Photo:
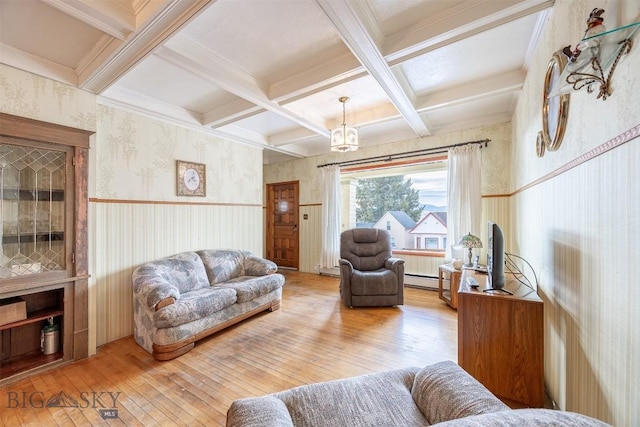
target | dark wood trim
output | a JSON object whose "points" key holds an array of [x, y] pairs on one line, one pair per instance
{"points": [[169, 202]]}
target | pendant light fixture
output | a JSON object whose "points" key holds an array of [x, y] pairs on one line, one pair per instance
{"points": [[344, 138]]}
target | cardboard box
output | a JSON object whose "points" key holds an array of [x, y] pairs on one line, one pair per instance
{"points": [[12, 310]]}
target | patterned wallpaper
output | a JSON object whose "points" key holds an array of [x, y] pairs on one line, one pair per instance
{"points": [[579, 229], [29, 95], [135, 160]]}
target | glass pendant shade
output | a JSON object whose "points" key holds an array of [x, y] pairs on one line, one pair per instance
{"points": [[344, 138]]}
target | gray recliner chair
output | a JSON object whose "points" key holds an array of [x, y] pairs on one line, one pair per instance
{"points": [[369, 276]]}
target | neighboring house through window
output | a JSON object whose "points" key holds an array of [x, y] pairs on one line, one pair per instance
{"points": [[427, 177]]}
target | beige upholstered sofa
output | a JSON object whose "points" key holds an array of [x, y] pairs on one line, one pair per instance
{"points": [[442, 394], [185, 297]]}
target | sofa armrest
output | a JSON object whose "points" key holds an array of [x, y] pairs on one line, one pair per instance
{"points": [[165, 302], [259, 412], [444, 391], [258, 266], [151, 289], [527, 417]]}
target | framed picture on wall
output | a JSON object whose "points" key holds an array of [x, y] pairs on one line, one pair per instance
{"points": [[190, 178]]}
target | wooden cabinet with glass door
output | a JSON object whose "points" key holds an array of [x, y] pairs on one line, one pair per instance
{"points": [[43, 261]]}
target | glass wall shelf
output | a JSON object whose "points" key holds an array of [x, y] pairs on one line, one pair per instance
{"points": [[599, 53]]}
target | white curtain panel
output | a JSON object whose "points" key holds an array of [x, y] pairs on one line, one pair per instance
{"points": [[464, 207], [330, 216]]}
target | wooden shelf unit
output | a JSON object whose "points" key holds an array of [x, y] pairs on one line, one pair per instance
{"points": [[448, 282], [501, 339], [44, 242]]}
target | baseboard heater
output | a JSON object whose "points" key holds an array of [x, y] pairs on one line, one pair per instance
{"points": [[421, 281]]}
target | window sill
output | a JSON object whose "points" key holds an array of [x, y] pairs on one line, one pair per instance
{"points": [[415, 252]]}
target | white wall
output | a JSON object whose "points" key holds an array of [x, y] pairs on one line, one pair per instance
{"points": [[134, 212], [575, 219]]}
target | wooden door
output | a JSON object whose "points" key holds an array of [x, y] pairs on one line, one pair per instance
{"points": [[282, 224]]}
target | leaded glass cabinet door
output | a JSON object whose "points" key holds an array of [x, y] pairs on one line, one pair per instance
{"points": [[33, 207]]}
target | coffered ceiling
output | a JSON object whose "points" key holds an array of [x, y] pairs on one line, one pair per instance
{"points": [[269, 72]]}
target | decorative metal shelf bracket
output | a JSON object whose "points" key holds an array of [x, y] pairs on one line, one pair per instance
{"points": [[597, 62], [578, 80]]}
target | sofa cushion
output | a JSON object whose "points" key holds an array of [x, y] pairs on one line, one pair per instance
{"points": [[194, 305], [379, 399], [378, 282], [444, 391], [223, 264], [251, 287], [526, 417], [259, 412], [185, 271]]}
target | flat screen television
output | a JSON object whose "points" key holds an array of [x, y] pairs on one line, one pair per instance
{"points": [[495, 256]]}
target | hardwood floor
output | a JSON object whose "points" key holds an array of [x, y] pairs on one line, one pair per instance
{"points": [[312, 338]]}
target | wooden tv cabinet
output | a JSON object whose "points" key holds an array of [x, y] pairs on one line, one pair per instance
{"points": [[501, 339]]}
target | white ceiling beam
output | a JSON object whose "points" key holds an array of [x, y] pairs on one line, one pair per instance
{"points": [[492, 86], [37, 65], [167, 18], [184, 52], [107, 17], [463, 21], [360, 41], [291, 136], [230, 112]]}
* * *
■ **Problem description**
Set down the data above exactly as written. Omit the pictures.

■ **Response to the task**
Photo:
target | dark wood trim
output | a JSON object whose "points" key holds an array of [x, y] pairs on one line, one pair per instance
{"points": [[169, 202]]}
target | pendant light fixture
output | a JSON object whose "points" key holds an array of [x, y] pairs on one line, one pair per instance
{"points": [[344, 138]]}
target | cardboard box
output | a JSON object whose "points" key holds an array of [x, y] pairs on one line, one pair per instance
{"points": [[12, 310]]}
target | patterned wallpaper
output | a JSON object whose "points" key holds an array of [x, y] pairs on one line, one pair per instance
{"points": [[579, 229], [29, 95], [135, 160]]}
target | glass pendant shade
output | a JSON object whose "points" key holds an array of [x, y] pairs on one line, one pair per instance
{"points": [[344, 138]]}
target | gray recliner chair
output | a JSON object whose "points" key holds an array of [x, y] pairs on one line, one pair per instance
{"points": [[369, 276]]}
target | neighboring house through window
output | a JSON object whose "points" key holds an array of [x, y] pairs on one line, one pair per instance
{"points": [[427, 177]]}
target | beige upholstered sofa
output | a JSON object whose "points" key holds an array of [x, y] pairs on one line, one pair per instance
{"points": [[442, 394], [185, 297]]}
target | sofa armrest
output | a JSON object whose "points" key holds an array of [x, y] pairs on one line, one pair per instance
{"points": [[165, 302], [259, 412], [444, 391], [258, 266], [151, 289], [527, 417]]}
target | framed picture on wall
output | a JSON object whose "points" key holds an array of [x, y] pairs on one line, one pair per instance
{"points": [[190, 178]]}
target | wooden cabinet with glass door
output | a JSON object whose "points" key holds an array of [x, y] pairs on one line, one pair per instance
{"points": [[43, 261]]}
target | glass wall shelf
output | a JSON object whose "points" key holds an array of [x, y] pairs on one line, one pair per instance
{"points": [[599, 53]]}
target | white curtain panel
output | a JSON object whose "points" key holds an array of [x, y] pairs on one line, one pair per instance
{"points": [[464, 207], [330, 216]]}
target | wooden shelf unit
output | a JSON object whose "points" key holds an array of [x, y] pairs on one line, one pair per instance
{"points": [[448, 282], [501, 339], [44, 242]]}
target | baseboard heater
output | a JSON object whose "points" key holds an array of [x, y] pairs on one line, one pair per instance
{"points": [[421, 281]]}
target | window sill
output | a JSON object whose "points" key holds an array of [x, y] pairs on one line, one pair per instance
{"points": [[415, 252]]}
target | white wall
output | a JSON object whose "points" key holds an array of [x, y] pairs on one line, one pair per instance
{"points": [[134, 212], [575, 219]]}
target | wooden door
output | a JSON object whose "points" key holds an array of [x, y] pairs on one line, one pair per instance
{"points": [[282, 224]]}
target | leaded glass cabinet door
output | a JSON object whose "points" key holds an array of [x, y] pairs on one line, one pair per instance
{"points": [[33, 207]]}
target | coffered ceiling
output | a JSON object whose "points" key holds an array of [x, y] pairs on one line, one pair per instance
{"points": [[269, 72]]}
target | decorative metal shelf bracket
output | a JSON object whose "points" key holds an array of [x, y] pairs on one line, one pair per instance
{"points": [[597, 62], [578, 80]]}
target | sofa cushion
output | a JSON object whose "points" key holds an array of [x, y] pairs on one line, one pair per instance
{"points": [[194, 305], [379, 399], [378, 282], [444, 391], [223, 264], [251, 287], [526, 417], [259, 412], [185, 271]]}
target | flat screen television
output | a JSON object whose "points" key holds an array of [x, y] pairs on one line, one pair per instance
{"points": [[495, 256]]}
target | hardwood floor
output | a JSON object whose "points" key holds an array of [x, y] pairs on one line, one pair per instance
{"points": [[312, 338]]}
target | wooden tv cabinet
output | a JSON object whose "points" key holds an array of [x, y] pairs on one line, one pair per instance
{"points": [[501, 339]]}
target | white ceiling beam
output | a JSON object whose "points" key holds an array of [x, y] pairs on one line, one pair per instance
{"points": [[492, 86], [37, 65], [167, 18], [184, 52], [107, 17], [463, 21], [360, 41], [291, 136], [230, 112]]}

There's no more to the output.